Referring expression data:
----------

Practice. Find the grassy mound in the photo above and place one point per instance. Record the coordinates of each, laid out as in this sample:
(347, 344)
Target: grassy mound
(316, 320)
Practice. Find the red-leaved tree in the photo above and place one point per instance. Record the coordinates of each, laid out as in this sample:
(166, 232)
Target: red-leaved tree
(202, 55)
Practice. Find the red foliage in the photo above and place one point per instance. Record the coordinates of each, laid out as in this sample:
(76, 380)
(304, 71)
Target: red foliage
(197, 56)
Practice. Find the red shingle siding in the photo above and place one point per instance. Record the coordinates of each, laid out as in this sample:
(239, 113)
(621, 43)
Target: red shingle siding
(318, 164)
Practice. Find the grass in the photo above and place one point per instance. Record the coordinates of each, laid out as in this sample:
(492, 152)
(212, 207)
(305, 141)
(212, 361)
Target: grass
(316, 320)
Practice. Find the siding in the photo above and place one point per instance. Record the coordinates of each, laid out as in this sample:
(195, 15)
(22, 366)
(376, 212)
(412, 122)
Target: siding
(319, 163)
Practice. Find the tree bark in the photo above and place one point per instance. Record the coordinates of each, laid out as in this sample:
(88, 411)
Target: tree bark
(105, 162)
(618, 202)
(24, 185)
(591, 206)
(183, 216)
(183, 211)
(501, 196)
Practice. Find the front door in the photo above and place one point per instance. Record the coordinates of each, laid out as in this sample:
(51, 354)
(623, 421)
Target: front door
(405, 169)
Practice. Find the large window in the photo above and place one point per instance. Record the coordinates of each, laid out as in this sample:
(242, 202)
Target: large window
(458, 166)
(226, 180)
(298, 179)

----------

#### Exercise directions
Give nothing except how many lines of the records include "coordinates".

#### Task output
9